- _Exercise instructions_
Answer with a bare number: the count of lines in the records below that have the word "balcony".
----- Data records -----
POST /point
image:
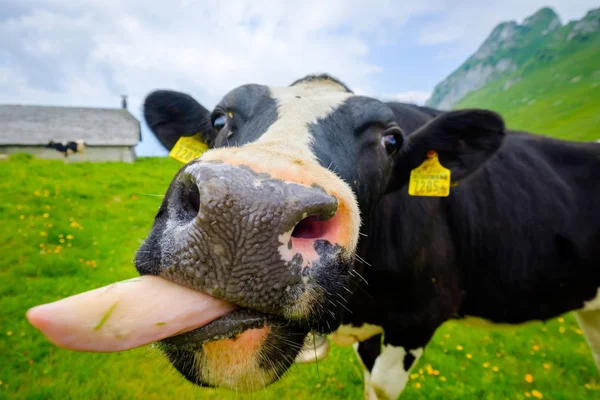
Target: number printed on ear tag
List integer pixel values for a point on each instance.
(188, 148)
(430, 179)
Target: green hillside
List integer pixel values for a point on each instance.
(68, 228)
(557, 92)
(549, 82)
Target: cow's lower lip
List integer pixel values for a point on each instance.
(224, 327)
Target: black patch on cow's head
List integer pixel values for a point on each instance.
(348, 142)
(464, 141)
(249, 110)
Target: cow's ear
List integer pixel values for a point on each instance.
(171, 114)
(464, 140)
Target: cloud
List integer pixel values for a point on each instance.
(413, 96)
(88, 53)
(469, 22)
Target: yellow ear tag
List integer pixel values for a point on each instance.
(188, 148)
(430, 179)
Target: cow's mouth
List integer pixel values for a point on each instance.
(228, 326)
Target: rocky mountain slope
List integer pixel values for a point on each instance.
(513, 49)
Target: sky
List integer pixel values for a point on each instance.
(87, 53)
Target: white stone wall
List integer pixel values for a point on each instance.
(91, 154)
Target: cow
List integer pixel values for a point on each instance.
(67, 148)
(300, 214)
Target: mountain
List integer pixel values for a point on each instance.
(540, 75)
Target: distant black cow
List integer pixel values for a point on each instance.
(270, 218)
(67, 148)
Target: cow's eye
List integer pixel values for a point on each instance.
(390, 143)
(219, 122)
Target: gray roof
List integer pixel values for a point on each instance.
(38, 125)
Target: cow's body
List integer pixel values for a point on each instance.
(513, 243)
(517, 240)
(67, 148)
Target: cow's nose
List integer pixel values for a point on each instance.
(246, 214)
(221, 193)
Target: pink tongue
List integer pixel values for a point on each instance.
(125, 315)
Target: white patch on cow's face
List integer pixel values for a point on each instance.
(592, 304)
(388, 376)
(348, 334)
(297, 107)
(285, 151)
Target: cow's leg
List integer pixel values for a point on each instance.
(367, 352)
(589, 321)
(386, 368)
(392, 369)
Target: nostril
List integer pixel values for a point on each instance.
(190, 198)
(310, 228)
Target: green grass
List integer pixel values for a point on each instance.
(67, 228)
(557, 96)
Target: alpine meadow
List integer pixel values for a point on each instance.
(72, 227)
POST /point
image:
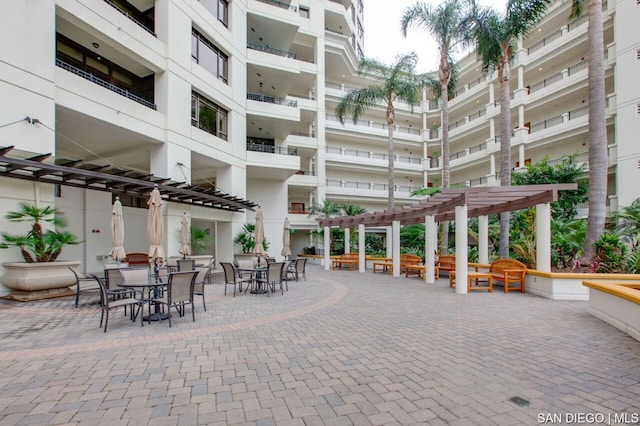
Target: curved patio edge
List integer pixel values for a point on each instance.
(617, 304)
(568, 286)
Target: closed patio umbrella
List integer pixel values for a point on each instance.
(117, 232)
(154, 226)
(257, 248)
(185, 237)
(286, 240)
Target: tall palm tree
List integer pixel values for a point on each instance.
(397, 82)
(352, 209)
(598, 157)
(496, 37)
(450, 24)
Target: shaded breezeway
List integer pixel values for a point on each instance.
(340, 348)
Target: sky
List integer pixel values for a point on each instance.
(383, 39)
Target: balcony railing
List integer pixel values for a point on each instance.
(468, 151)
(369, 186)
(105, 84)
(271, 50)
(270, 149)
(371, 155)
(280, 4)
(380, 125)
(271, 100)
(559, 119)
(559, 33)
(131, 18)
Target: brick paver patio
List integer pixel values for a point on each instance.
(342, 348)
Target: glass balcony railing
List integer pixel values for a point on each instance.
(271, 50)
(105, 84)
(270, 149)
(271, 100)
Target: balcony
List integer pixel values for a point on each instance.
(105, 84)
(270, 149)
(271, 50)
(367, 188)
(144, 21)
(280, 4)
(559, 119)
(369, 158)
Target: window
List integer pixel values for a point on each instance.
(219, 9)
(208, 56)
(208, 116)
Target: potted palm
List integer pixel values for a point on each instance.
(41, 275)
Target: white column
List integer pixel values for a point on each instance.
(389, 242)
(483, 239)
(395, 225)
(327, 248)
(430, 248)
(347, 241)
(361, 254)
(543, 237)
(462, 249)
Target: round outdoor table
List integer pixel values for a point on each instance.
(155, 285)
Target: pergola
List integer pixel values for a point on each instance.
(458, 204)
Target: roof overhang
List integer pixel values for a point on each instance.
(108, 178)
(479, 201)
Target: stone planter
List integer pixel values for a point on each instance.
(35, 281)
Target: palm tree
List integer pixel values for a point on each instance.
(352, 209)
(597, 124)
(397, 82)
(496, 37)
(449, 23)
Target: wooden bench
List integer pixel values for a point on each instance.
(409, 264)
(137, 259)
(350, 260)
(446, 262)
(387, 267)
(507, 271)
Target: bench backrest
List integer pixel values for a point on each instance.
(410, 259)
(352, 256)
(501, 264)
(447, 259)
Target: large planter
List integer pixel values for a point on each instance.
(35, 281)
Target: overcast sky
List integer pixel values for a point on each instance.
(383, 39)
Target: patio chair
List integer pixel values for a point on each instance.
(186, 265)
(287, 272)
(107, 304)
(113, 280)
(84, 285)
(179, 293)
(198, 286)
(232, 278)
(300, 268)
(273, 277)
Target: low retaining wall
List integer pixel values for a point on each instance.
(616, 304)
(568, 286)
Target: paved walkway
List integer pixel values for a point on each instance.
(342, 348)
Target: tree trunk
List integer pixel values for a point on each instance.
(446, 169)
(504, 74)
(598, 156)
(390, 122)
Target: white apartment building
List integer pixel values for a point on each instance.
-----
----- Data records -----
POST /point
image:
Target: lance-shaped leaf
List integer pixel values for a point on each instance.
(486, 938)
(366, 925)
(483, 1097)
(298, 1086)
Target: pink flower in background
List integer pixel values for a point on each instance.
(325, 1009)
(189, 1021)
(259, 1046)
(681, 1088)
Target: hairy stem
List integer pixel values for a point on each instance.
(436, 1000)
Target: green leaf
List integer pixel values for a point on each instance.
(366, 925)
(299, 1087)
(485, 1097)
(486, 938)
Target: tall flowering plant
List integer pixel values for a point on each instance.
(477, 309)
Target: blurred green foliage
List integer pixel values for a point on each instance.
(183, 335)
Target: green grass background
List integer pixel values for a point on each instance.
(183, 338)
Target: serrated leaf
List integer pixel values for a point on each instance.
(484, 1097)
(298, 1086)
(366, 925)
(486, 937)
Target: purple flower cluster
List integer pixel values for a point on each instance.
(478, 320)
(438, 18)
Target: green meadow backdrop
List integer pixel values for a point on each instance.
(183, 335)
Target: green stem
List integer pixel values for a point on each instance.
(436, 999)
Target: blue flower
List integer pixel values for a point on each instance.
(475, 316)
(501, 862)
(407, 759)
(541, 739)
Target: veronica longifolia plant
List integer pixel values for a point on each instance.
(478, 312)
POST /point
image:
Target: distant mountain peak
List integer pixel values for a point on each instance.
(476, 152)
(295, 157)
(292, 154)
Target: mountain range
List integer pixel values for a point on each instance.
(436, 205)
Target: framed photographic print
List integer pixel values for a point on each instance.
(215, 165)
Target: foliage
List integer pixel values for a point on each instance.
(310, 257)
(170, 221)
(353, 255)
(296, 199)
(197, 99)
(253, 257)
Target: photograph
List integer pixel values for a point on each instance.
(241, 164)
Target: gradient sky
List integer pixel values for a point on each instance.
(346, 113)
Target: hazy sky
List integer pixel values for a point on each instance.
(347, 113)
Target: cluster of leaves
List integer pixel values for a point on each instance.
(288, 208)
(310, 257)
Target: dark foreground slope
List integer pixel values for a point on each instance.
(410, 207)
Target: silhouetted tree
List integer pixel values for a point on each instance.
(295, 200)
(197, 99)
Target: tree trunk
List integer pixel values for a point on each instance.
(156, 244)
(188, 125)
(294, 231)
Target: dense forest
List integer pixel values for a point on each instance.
-----
- _Answer section_
3